What to do: Write out every line of the entries below as a numbered list, skipping any blank lines. Leave the pictures out of your answer.

Working data:
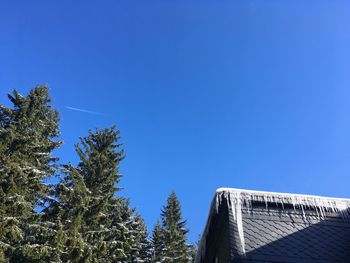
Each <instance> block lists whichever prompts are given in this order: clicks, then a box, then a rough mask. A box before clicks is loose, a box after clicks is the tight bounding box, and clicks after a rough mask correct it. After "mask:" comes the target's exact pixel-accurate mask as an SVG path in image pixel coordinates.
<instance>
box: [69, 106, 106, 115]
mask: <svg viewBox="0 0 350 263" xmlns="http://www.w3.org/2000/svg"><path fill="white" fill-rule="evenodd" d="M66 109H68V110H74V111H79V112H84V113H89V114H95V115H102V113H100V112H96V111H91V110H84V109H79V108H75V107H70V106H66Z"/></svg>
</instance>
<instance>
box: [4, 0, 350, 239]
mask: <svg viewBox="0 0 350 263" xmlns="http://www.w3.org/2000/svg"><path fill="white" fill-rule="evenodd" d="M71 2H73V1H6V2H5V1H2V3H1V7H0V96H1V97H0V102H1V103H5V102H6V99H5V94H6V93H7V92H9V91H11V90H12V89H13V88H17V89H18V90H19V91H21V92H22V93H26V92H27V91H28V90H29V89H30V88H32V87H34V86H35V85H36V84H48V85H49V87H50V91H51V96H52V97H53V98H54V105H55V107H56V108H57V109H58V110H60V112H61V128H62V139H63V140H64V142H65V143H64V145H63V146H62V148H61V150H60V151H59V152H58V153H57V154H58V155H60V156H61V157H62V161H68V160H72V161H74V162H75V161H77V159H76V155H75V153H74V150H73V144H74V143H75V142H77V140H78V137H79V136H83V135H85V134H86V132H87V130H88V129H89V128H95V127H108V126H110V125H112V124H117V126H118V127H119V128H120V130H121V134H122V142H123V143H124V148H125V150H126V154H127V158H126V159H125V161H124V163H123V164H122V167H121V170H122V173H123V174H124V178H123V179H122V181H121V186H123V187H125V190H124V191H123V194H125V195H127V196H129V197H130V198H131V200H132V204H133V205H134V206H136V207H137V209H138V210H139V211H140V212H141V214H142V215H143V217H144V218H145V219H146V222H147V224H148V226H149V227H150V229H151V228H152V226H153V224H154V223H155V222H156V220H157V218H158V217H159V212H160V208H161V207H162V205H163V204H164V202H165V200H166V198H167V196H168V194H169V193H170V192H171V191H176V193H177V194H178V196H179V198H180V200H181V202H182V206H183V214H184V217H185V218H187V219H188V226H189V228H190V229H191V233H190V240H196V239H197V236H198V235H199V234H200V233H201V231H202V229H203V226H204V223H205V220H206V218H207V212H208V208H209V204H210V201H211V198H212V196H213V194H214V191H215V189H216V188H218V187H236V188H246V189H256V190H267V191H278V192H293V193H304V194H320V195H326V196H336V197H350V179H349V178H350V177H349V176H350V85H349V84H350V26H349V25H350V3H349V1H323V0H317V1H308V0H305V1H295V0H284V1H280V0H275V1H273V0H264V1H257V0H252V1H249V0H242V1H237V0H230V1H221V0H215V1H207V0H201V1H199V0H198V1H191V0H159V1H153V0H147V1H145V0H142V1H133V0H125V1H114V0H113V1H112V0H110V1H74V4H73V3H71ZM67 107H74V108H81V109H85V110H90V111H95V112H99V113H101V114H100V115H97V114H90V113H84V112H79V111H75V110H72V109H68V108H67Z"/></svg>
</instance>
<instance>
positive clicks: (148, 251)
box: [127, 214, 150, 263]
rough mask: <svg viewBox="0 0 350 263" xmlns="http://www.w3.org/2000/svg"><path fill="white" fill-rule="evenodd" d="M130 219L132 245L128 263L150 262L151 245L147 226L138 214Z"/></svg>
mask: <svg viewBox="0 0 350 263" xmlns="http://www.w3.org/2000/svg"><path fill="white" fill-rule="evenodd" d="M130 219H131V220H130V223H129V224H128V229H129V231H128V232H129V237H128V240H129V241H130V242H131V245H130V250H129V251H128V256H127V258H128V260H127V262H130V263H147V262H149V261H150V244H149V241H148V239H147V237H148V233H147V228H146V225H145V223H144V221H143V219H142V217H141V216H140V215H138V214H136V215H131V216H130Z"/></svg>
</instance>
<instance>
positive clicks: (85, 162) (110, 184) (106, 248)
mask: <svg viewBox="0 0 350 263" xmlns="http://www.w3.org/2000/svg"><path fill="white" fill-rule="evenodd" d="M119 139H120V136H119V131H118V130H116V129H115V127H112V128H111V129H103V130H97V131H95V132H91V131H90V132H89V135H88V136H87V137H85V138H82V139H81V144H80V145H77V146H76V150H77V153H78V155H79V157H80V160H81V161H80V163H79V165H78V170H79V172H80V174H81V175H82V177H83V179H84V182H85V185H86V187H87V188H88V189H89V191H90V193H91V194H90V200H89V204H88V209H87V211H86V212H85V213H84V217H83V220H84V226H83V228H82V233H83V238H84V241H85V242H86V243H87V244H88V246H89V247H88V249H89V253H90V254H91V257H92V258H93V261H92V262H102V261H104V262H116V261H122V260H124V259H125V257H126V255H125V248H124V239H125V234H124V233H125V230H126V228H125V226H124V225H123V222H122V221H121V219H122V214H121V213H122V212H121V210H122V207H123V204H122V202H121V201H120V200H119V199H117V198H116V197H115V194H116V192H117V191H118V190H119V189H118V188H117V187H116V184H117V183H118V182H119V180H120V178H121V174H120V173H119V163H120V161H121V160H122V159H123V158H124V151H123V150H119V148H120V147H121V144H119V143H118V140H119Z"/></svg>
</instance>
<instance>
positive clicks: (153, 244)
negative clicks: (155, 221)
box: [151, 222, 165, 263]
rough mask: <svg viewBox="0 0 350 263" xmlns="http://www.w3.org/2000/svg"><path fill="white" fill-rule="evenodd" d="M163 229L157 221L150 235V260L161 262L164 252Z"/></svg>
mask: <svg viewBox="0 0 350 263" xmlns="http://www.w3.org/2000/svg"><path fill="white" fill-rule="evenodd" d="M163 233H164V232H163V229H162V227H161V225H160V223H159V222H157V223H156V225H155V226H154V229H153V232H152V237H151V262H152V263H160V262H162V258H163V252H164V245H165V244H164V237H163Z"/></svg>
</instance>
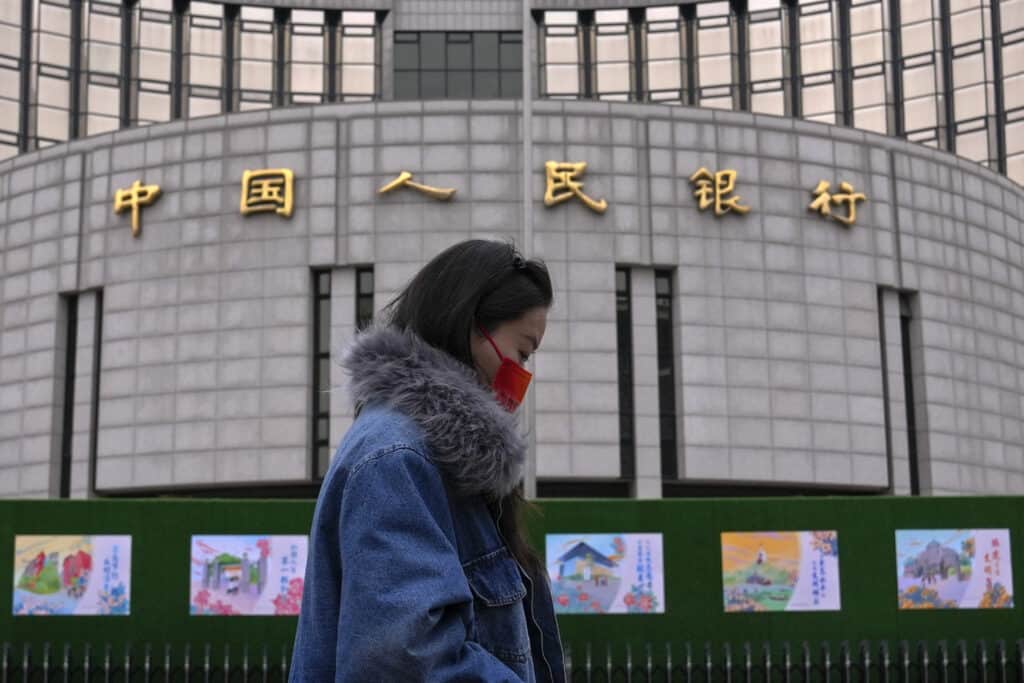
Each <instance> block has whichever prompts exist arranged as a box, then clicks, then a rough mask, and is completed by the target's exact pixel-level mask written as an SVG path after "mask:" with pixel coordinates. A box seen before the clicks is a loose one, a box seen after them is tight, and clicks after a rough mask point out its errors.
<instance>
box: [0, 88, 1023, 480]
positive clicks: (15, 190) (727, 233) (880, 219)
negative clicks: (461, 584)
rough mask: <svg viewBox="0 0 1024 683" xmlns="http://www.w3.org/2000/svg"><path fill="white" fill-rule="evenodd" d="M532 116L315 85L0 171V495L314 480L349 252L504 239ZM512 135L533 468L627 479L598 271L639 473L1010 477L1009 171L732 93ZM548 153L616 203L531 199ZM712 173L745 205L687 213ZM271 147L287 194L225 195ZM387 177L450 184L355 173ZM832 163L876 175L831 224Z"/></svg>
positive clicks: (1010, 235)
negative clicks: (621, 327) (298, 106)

Exercise output:
1. Each <instance> block lists whichever prompts are given in this order: clicks, then a box, then a rough mask. A box before clicks is loose, a box after clicks is the tight bounding box, and clicks after a rough mask correct it. After "mask:" comes the target's exact pixel-accurate mask as an SVG path in image pixel coordinates.
2. <instance>
3. box: [69, 106, 106, 115]
4. mask: <svg viewBox="0 0 350 263" xmlns="http://www.w3.org/2000/svg"><path fill="white" fill-rule="evenodd" d="M66 109H68V110H74V111H79V112H84V113H89V114H95V115H102V113H100V112H96V111H91V110H84V109H79V108H75V107H70V106H66Z"/></svg>
5. </instance>
6. <instance>
7. box: [4, 0, 350, 239]
8. mask: <svg viewBox="0 0 350 263" xmlns="http://www.w3.org/2000/svg"><path fill="white" fill-rule="evenodd" d="M71 2H73V1H6V2H5V1H2V3H1V7H0V96H1V97H0V102H1V103H5V102H6V99H5V94H6V93H7V92H9V91H11V90H12V89H13V88H17V89H18V90H19V91H21V92H22V93H26V92H27V91H28V90H29V89H30V88H32V87H34V86H35V85H36V84H48V85H49V87H50V91H51V96H52V97H53V98H54V105H55V107H56V108H57V109H58V110H60V112H61V128H62V139H63V140H64V142H65V143H64V145H63V146H62V148H61V150H60V151H59V152H58V153H57V154H58V155H60V156H61V157H62V161H68V160H72V161H74V162H75V161H77V159H76V155H75V153H74V150H73V144H74V143H75V142H77V140H78V137H79V136H83V135H85V134H86V132H87V130H88V129H89V128H95V127H108V126H110V125H112V124H117V126H118V127H119V128H120V130H121V134H122V142H123V143H124V148H125V150H126V154H127V158H126V159H125V161H124V163H123V164H122V167H121V170H122V173H123V174H124V178H123V179H122V181H121V186H123V187H125V190H124V191H123V194H125V195H127V196H129V197H130V198H131V200H132V204H133V205H134V206H136V207H137V209H138V210H139V211H140V212H141V214H142V215H143V217H144V218H145V219H146V222H147V224H148V226H149V227H150V229H151V228H152V226H153V224H154V223H155V222H156V220H157V218H158V217H159V212H160V208H161V207H162V205H163V204H164V202H165V200H166V198H167V196H168V194H169V193H170V192H171V191H176V193H177V194H178V196H179V198H180V200H181V202H182V206H183V214H184V217H185V218H187V219H188V226H189V228H190V229H191V233H190V240H196V239H197V236H198V235H199V234H200V233H201V231H202V229H203V226H204V223H205V220H206V218H207V212H208V208H209V204H210V201H211V198H212V196H213V194H214V191H215V189H216V188H218V187H236V188H246V189H256V190H267V191H278V192H293V193H304V194H320V195H326V196H336V197H350V179H349V178H350V177H349V176H350V85H349V84H350V26H349V25H350V3H349V1H323V0H317V1H308V0H305V1H295V0H284V1H280V0H275V1H273V0H264V1H257V0H252V1H249V0H242V1H237V0H230V1H221V0H215V1H207V0H201V1H199V0H198V1H191V0H159V1H153V0H147V1H145V0H142V1H133V0H125V1H114V0H113V1H112V0H110V1H74V4H73V3H71ZM67 107H74V108H81V109H85V110H90V111H95V112H99V113H101V114H100V115H97V114H90V113H84V112H79V111H75V110H72V109H68V108H67Z"/></svg>
9. </instance>
10. <instance>
11. positive clicks: (148, 251)
12. box: [127, 214, 150, 263]
13. rough mask: <svg viewBox="0 0 350 263" xmlns="http://www.w3.org/2000/svg"><path fill="white" fill-rule="evenodd" d="M130 219L132 245L128 263L150 262L151 245L147 226L138 214Z"/></svg>
14. mask: <svg viewBox="0 0 350 263" xmlns="http://www.w3.org/2000/svg"><path fill="white" fill-rule="evenodd" d="M130 219H131V220H130V223H129V224H128V229H129V231H128V232H129V237H128V240H129V241H130V242H131V245H130V250H129V251H128V256H127V258H128V260H127V262H130V263H147V262H149V261H150V244H149V241H148V239H147V237H148V233H147V228H146V225H145V223H144V221H143V219H142V217H141V216H140V215H138V214H136V215H131V216H130Z"/></svg>
15. </instance>
16. <instance>
17. positive clicks: (85, 162) (110, 184) (106, 248)
18. mask: <svg viewBox="0 0 350 263" xmlns="http://www.w3.org/2000/svg"><path fill="white" fill-rule="evenodd" d="M119 139H120V136H119V131H118V130H116V129H115V127H112V128H111V129H103V130H97V131H95V132H91V131H90V132H89V135H88V136H87V137H85V138H82V139H81V144H80V145H77V146H76V150H77V153H78V155H79V157H80V160H81V161H80V163H79V165H78V170H79V172H80V174H81V175H82V177H83V179H84V182H85V185H86V187H87V188H88V189H89V191H90V193H91V194H90V200H89V204H88V209H87V211H86V212H85V213H84V217H83V220H84V226H83V228H82V233H83V238H84V241H85V242H86V243H87V244H88V246H89V247H88V249H89V253H90V254H91V257H92V258H93V261H92V262H102V261H104V262H116V261H122V260H124V259H125V257H126V255H125V248H124V239H125V234H124V233H125V230H126V228H125V226H124V225H123V222H122V221H121V219H122V214H121V213H122V212H121V210H122V207H123V204H122V202H121V201H120V200H119V199H117V198H116V197H115V194H116V192H117V191H118V190H119V189H118V188H117V187H116V184H117V183H118V182H119V180H120V178H121V174H120V173H119V163H120V161H121V160H122V159H123V158H124V151H123V150H119V148H120V147H121V144H119V143H118V140H119Z"/></svg>
19. </instance>
20. <instance>
21. positive clicks: (153, 244)
22. negative clicks: (155, 221)
23. box: [151, 222, 165, 263]
24. rough mask: <svg viewBox="0 0 350 263" xmlns="http://www.w3.org/2000/svg"><path fill="white" fill-rule="evenodd" d="M163 229L157 221L150 235V260L161 262L164 252Z"/></svg>
25. mask: <svg viewBox="0 0 350 263" xmlns="http://www.w3.org/2000/svg"><path fill="white" fill-rule="evenodd" d="M163 233H164V232H163V229H162V227H161V225H160V223H159V222H157V223H156V225H155V226H154V229H153V232H152V237H151V262H152V263H160V262H162V258H163V252H164V245H165V244H164V237H163Z"/></svg>
26. </instance>
27. Each <instance> block has whichever prompts exist arranged as a box, then clicks, then a rough mask, and is completed by the target's exact pixel-level mask written as an SVG path after "mask:" with pixel coordinates. A box seen before the clicks is a loose one, a box seen after them is tight, and clicks after a rough mask point out its errors.
28. <instance>
29. box: [0, 88, 1023, 480]
30. positive clicks: (15, 190) (727, 233) (880, 219)
31. negative clicks: (461, 584)
32. rough mask: <svg viewBox="0 0 1024 683" xmlns="http://www.w3.org/2000/svg"><path fill="white" fill-rule="evenodd" d="M532 116L315 85L0 171V495L314 480L349 252L504 239ZM512 135L533 468L627 479L598 271L639 473L1010 477L1009 171L732 93ZM548 153L616 203L531 199ZM712 173L745 205L687 213ZM271 147L287 194L225 195ZM387 177L450 184L355 173ZM832 163L876 175L831 224Z"/></svg>
33. positive clicks: (1010, 235)
34. negative clicks: (621, 327) (298, 106)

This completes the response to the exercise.